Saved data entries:

··········

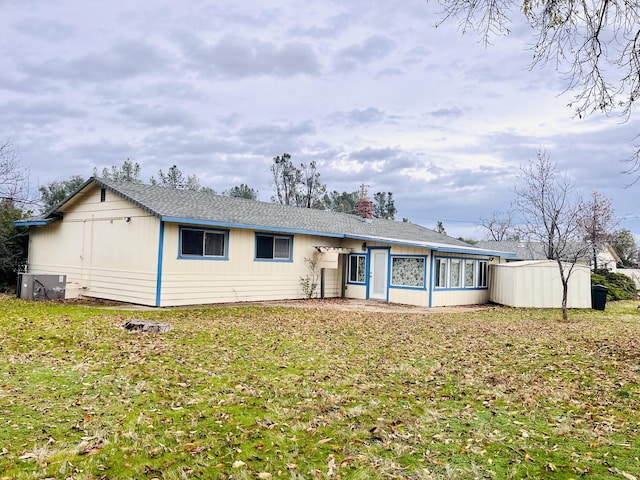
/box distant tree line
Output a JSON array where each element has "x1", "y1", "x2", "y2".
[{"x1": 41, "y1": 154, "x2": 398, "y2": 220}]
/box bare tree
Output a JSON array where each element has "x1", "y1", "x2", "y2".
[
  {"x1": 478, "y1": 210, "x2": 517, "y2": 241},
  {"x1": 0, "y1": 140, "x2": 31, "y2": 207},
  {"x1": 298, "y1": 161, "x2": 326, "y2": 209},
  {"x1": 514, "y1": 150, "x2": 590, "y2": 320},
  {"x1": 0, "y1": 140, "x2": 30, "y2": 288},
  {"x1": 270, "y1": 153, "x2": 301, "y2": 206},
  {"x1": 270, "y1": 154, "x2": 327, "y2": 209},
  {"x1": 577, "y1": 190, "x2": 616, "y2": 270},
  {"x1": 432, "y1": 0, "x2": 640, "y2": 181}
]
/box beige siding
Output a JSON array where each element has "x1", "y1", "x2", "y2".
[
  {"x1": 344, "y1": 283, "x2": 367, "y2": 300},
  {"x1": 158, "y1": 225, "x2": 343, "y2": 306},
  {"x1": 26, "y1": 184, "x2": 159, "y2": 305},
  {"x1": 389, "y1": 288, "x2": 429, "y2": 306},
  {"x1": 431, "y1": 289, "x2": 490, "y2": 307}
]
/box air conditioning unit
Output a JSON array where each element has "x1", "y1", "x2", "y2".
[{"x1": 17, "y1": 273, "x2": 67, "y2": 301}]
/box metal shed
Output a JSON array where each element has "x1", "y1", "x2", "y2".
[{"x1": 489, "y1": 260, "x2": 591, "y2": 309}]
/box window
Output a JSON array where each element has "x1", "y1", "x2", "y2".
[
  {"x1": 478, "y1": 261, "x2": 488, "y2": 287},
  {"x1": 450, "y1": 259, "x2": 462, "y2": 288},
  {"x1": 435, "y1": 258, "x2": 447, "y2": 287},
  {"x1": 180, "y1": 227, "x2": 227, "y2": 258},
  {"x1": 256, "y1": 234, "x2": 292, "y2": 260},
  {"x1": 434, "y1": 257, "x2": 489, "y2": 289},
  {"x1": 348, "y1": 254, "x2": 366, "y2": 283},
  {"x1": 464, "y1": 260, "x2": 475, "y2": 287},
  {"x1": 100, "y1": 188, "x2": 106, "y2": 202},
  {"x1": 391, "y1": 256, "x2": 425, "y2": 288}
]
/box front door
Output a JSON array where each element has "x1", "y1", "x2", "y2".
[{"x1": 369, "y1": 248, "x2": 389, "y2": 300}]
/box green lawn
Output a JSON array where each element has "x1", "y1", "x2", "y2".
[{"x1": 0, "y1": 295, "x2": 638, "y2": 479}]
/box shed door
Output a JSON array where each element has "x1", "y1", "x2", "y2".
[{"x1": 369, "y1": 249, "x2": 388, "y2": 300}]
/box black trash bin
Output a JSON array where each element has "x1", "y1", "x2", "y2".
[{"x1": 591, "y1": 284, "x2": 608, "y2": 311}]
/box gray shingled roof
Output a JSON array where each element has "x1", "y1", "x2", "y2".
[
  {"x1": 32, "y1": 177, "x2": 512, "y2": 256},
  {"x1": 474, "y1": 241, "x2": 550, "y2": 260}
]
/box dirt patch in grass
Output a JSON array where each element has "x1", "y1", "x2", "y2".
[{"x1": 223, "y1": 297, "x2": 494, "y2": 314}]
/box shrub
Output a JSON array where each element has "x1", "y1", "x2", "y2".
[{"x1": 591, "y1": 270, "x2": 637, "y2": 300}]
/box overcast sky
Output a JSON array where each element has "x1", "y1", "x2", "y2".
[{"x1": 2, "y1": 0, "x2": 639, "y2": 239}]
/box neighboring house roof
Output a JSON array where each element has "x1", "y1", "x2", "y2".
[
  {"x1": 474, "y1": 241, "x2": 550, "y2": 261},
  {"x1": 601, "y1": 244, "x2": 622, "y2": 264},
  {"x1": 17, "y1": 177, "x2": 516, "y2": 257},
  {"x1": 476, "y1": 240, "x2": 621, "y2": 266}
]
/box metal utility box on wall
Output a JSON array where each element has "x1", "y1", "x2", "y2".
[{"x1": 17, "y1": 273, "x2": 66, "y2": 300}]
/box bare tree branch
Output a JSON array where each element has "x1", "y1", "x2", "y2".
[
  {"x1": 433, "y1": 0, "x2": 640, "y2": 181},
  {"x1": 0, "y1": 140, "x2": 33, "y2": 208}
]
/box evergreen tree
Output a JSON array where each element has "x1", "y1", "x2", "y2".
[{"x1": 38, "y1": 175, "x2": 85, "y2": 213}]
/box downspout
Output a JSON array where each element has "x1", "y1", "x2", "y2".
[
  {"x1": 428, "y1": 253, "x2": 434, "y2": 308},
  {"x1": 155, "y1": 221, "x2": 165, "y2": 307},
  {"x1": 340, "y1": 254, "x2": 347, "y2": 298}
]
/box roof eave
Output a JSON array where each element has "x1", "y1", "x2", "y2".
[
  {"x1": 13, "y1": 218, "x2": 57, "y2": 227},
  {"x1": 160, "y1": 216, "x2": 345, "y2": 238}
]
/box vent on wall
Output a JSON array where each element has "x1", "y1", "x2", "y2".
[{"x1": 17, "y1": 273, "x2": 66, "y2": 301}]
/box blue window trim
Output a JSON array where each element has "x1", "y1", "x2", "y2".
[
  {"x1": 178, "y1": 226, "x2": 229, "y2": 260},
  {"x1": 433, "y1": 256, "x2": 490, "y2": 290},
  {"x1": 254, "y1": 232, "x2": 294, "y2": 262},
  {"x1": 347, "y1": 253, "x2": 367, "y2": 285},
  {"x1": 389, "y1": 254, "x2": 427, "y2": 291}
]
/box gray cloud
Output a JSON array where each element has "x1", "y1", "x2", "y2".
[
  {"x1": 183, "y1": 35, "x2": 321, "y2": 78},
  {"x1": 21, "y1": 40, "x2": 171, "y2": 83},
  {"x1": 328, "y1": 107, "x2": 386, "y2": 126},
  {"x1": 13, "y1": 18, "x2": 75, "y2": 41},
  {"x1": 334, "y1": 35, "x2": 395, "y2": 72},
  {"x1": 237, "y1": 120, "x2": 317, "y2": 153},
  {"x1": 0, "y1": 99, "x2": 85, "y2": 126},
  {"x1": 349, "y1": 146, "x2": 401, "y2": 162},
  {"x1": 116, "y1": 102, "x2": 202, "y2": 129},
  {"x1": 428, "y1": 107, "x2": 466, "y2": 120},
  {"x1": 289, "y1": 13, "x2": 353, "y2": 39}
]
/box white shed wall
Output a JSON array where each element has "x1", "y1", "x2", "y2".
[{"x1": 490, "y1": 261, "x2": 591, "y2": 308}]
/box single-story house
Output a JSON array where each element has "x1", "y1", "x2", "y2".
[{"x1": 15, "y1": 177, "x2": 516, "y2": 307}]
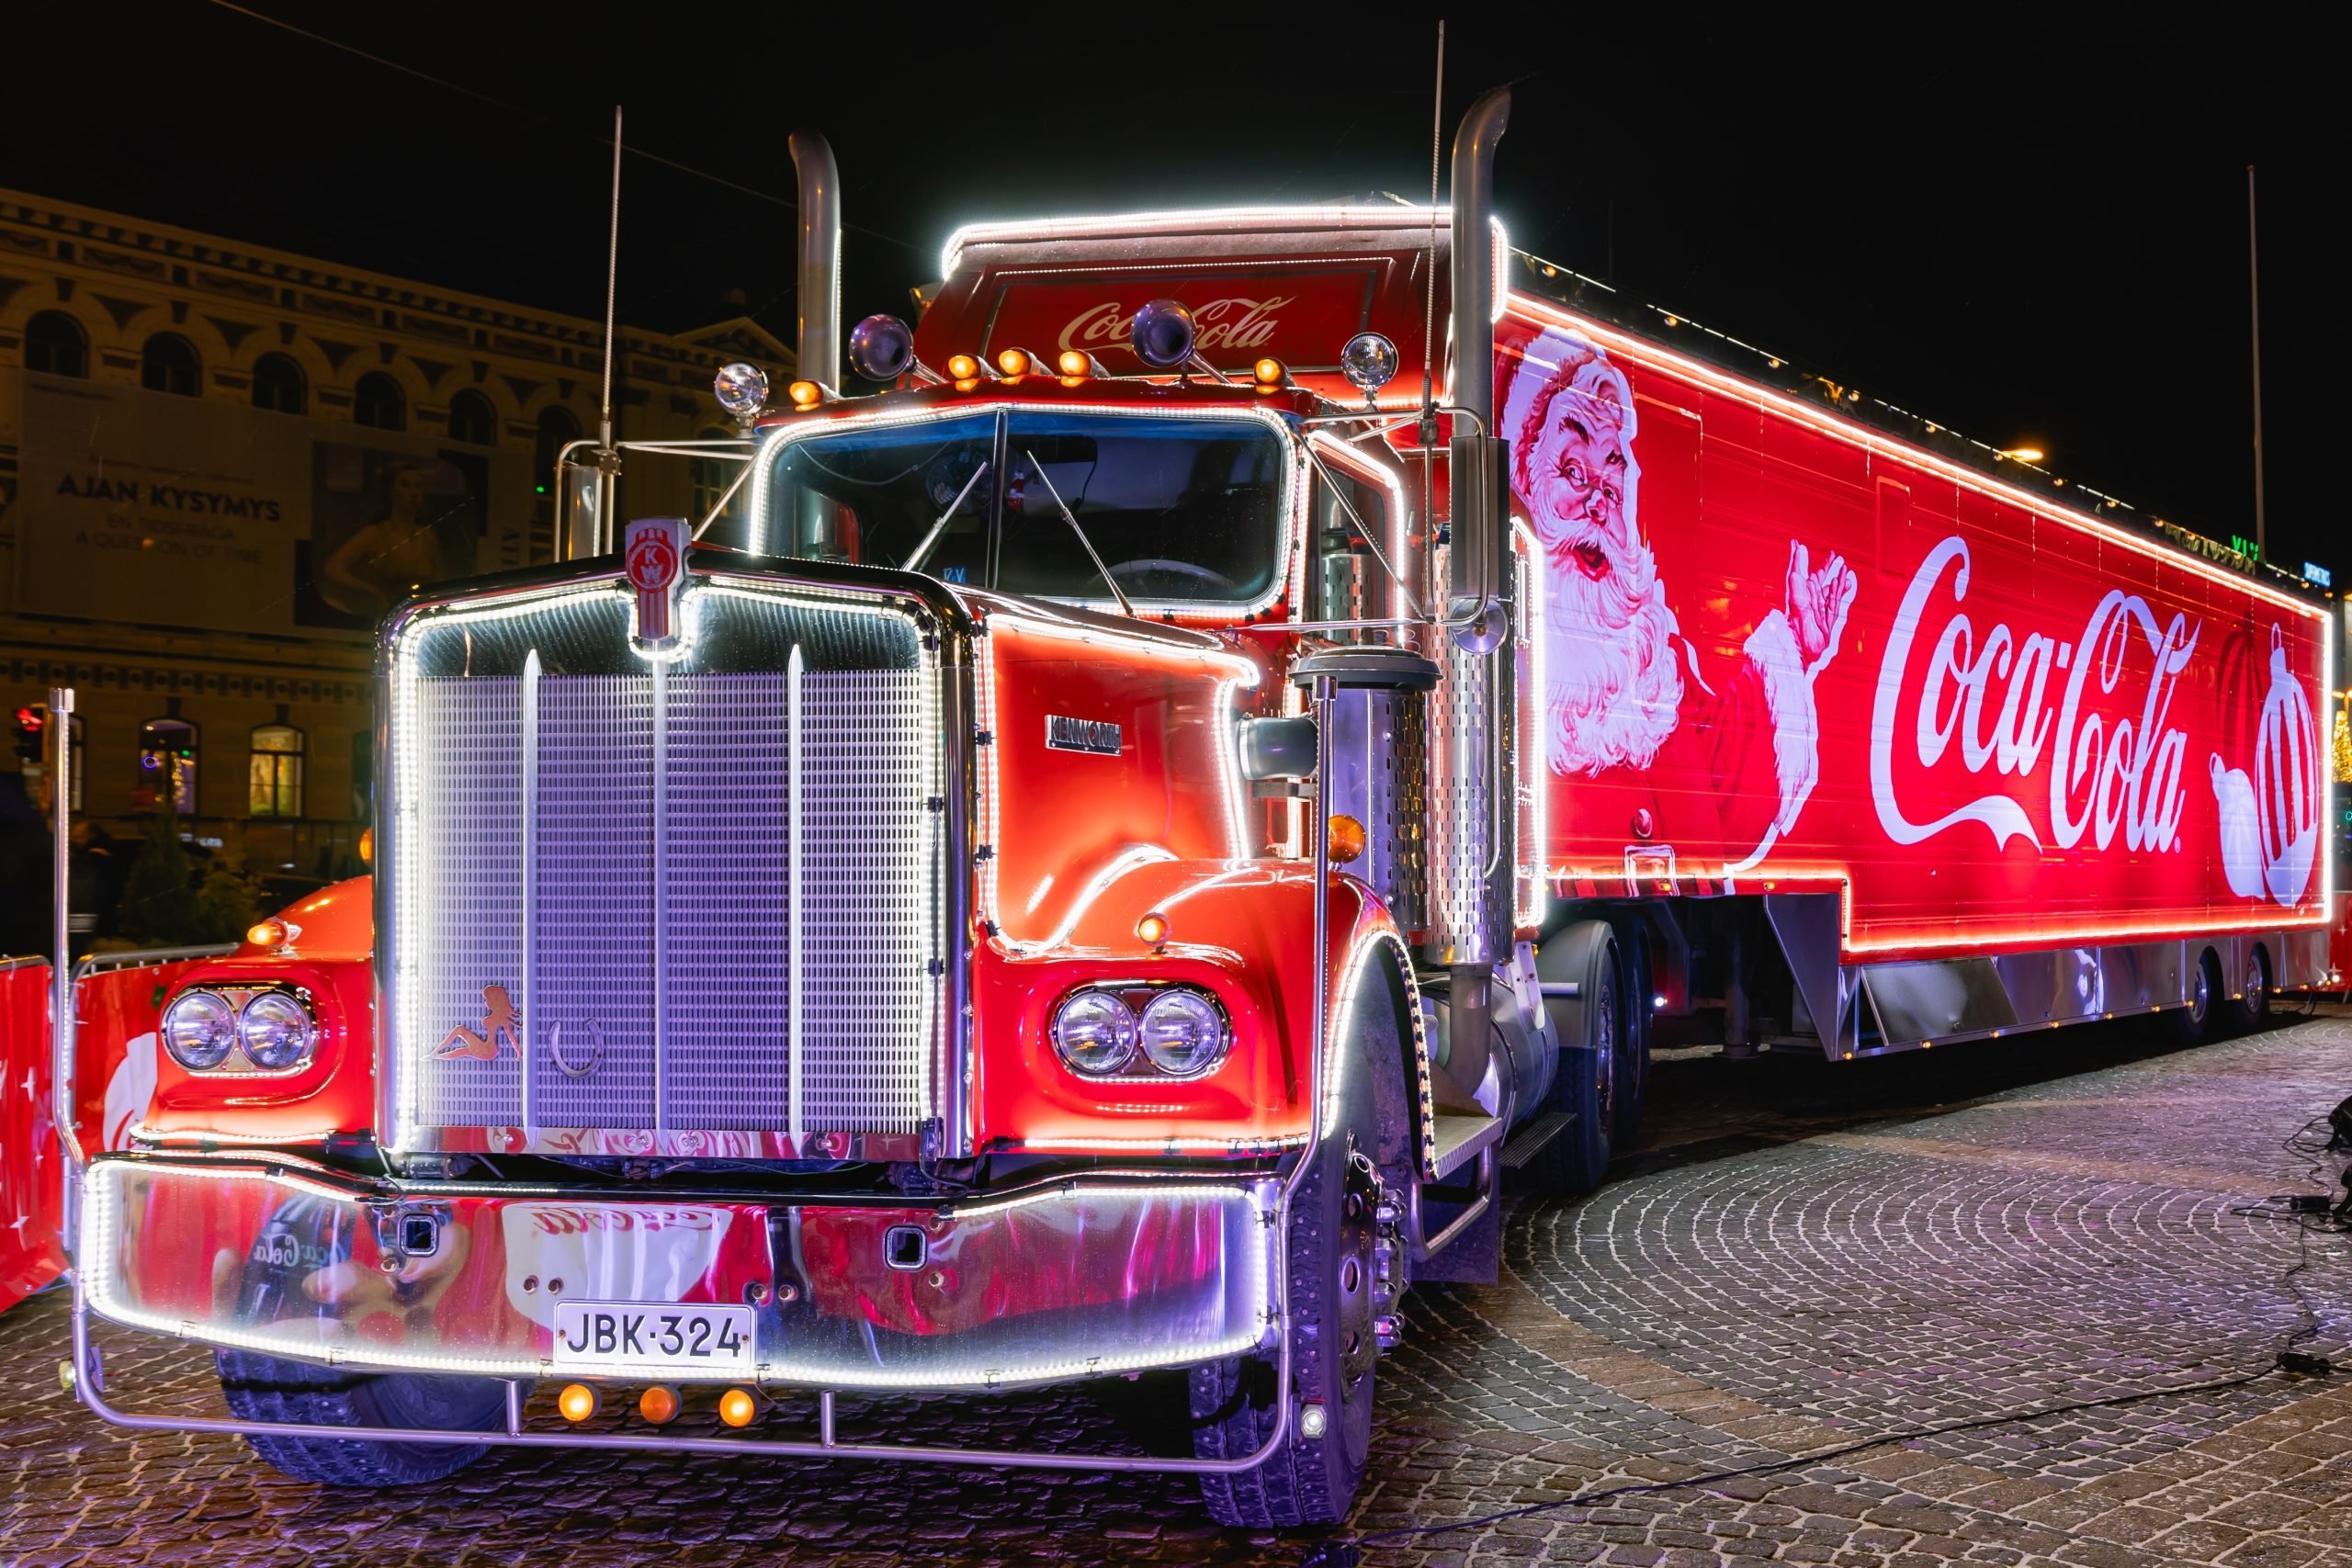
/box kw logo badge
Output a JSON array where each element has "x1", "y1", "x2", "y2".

··········

What is needed is an exact copy of the records above, with no pictures in it.

/box distant tree line
Output a JSON array where each element has "x1", "y1", "x2", "y2".
[{"x1": 41, "y1": 154, "x2": 398, "y2": 220}]
/box bare tree
Output a JSON array where each element has "x1", "y1", "x2", "y2".
[
  {"x1": 478, "y1": 210, "x2": 517, "y2": 241},
  {"x1": 0, "y1": 140, "x2": 31, "y2": 207},
  {"x1": 298, "y1": 161, "x2": 326, "y2": 209},
  {"x1": 514, "y1": 150, "x2": 590, "y2": 320},
  {"x1": 0, "y1": 140, "x2": 30, "y2": 288},
  {"x1": 270, "y1": 153, "x2": 301, "y2": 206},
  {"x1": 270, "y1": 154, "x2": 327, "y2": 209},
  {"x1": 577, "y1": 190, "x2": 616, "y2": 270},
  {"x1": 432, "y1": 0, "x2": 640, "y2": 181}
]
/box beige siding
Output a JSON array where each element has "x1", "y1", "x2", "y2".
[
  {"x1": 344, "y1": 283, "x2": 367, "y2": 300},
  {"x1": 158, "y1": 225, "x2": 343, "y2": 306},
  {"x1": 26, "y1": 184, "x2": 159, "y2": 305},
  {"x1": 389, "y1": 288, "x2": 429, "y2": 306},
  {"x1": 431, "y1": 289, "x2": 490, "y2": 307}
]
/box air conditioning unit
Output a JSON array where each element has "x1", "y1", "x2", "y2".
[{"x1": 17, "y1": 273, "x2": 67, "y2": 301}]
/box metal shed
Output a JSON array where each element has "x1", "y1", "x2", "y2".
[{"x1": 489, "y1": 260, "x2": 591, "y2": 309}]
/box window
Output a JSON array where each element has "x1", "y1", "x2", "y2".
[
  {"x1": 478, "y1": 261, "x2": 488, "y2": 287},
  {"x1": 450, "y1": 259, "x2": 462, "y2": 288},
  {"x1": 435, "y1": 258, "x2": 447, "y2": 287},
  {"x1": 180, "y1": 227, "x2": 227, "y2": 258},
  {"x1": 256, "y1": 234, "x2": 292, "y2": 260},
  {"x1": 434, "y1": 257, "x2": 489, "y2": 289},
  {"x1": 348, "y1": 254, "x2": 366, "y2": 283},
  {"x1": 464, "y1": 260, "x2": 475, "y2": 287},
  {"x1": 100, "y1": 188, "x2": 106, "y2": 202},
  {"x1": 391, "y1": 256, "x2": 425, "y2": 288}
]
/box front door
Output a JSON array where each element has "x1", "y1", "x2", "y2".
[{"x1": 369, "y1": 248, "x2": 389, "y2": 300}]
/box green lawn
Output a JSON array where each element has "x1", "y1", "x2", "y2".
[{"x1": 0, "y1": 295, "x2": 638, "y2": 479}]
/box shed door
Output a JSON array where each element has "x1", "y1", "x2", "y2".
[{"x1": 369, "y1": 249, "x2": 388, "y2": 300}]
/box black trash bin
Output a JSON array where each element has "x1", "y1", "x2", "y2".
[{"x1": 591, "y1": 284, "x2": 608, "y2": 311}]
/box gray shingled roof
Output a JSON array where each element has "x1", "y1", "x2", "y2".
[
  {"x1": 32, "y1": 177, "x2": 512, "y2": 256},
  {"x1": 474, "y1": 241, "x2": 550, "y2": 260}
]
/box dirt patch in grass
Output a JSON array where each element has "x1", "y1", "x2", "y2".
[{"x1": 223, "y1": 297, "x2": 494, "y2": 314}]
/box shrub
Output a JSON array where each element has "x1", "y1", "x2", "y2".
[{"x1": 591, "y1": 270, "x2": 637, "y2": 300}]
/box overcast sky
Output a JSON array where each element has "x1", "y1", "x2", "y2".
[{"x1": 2, "y1": 0, "x2": 639, "y2": 239}]
/box neighboring house roof
Output a JSON array where each element has "x1", "y1", "x2", "y2".
[
  {"x1": 474, "y1": 241, "x2": 550, "y2": 261},
  {"x1": 601, "y1": 244, "x2": 622, "y2": 264},
  {"x1": 17, "y1": 177, "x2": 516, "y2": 257},
  {"x1": 476, "y1": 240, "x2": 621, "y2": 266}
]
/box metal utility box on wall
Output a JSON array where each element has "x1", "y1", "x2", "y2".
[{"x1": 17, "y1": 273, "x2": 66, "y2": 300}]
/box bare tree branch
Output a JSON array where each element has "x1", "y1", "x2", "y2".
[
  {"x1": 433, "y1": 0, "x2": 640, "y2": 181},
  {"x1": 0, "y1": 140, "x2": 33, "y2": 208}
]
/box evergreen tree
Output a JSON array where each element has "x1", "y1", "x2", "y2".
[{"x1": 38, "y1": 175, "x2": 85, "y2": 213}]
/box downspout
Output a JSON array where each element has "x1", "y1", "x2", "y2".
[
  {"x1": 428, "y1": 253, "x2": 434, "y2": 308},
  {"x1": 155, "y1": 221, "x2": 165, "y2": 307},
  {"x1": 340, "y1": 254, "x2": 347, "y2": 298}
]
/box roof eave
Output a JSON array where each element has "x1", "y1", "x2", "y2".
[
  {"x1": 13, "y1": 218, "x2": 57, "y2": 227},
  {"x1": 160, "y1": 216, "x2": 345, "y2": 238}
]
/box vent on wall
Output a JSON array where each element has "x1", "y1", "x2", "y2".
[{"x1": 17, "y1": 273, "x2": 66, "y2": 301}]
/box blue window trim
Output a JSON array where each element has "x1", "y1", "x2", "y2".
[
  {"x1": 178, "y1": 226, "x2": 229, "y2": 260},
  {"x1": 433, "y1": 256, "x2": 490, "y2": 290},
  {"x1": 254, "y1": 232, "x2": 294, "y2": 262},
  {"x1": 347, "y1": 253, "x2": 367, "y2": 285},
  {"x1": 389, "y1": 254, "x2": 427, "y2": 291}
]
/box gray cloud
Output a JSON array where each element has "x1", "y1", "x2", "y2".
[
  {"x1": 183, "y1": 35, "x2": 321, "y2": 78},
  {"x1": 21, "y1": 40, "x2": 171, "y2": 83},
  {"x1": 328, "y1": 107, "x2": 386, "y2": 126},
  {"x1": 13, "y1": 18, "x2": 75, "y2": 41},
  {"x1": 334, "y1": 35, "x2": 395, "y2": 72},
  {"x1": 237, "y1": 120, "x2": 317, "y2": 153},
  {"x1": 0, "y1": 99, "x2": 85, "y2": 126},
  {"x1": 349, "y1": 146, "x2": 401, "y2": 162},
  {"x1": 116, "y1": 102, "x2": 202, "y2": 129},
  {"x1": 428, "y1": 107, "x2": 466, "y2": 120},
  {"x1": 289, "y1": 13, "x2": 353, "y2": 39}
]
/box white shed wall
Output a JSON array where each element has "x1", "y1", "x2", "y2".
[{"x1": 490, "y1": 261, "x2": 591, "y2": 308}]
/box single-story house
Output a JSON array where each element has "x1", "y1", "x2", "y2".
[{"x1": 15, "y1": 177, "x2": 516, "y2": 307}]
/box kw logo badge
Output a JSON array where each element has "x1", "y1", "x2", "y2".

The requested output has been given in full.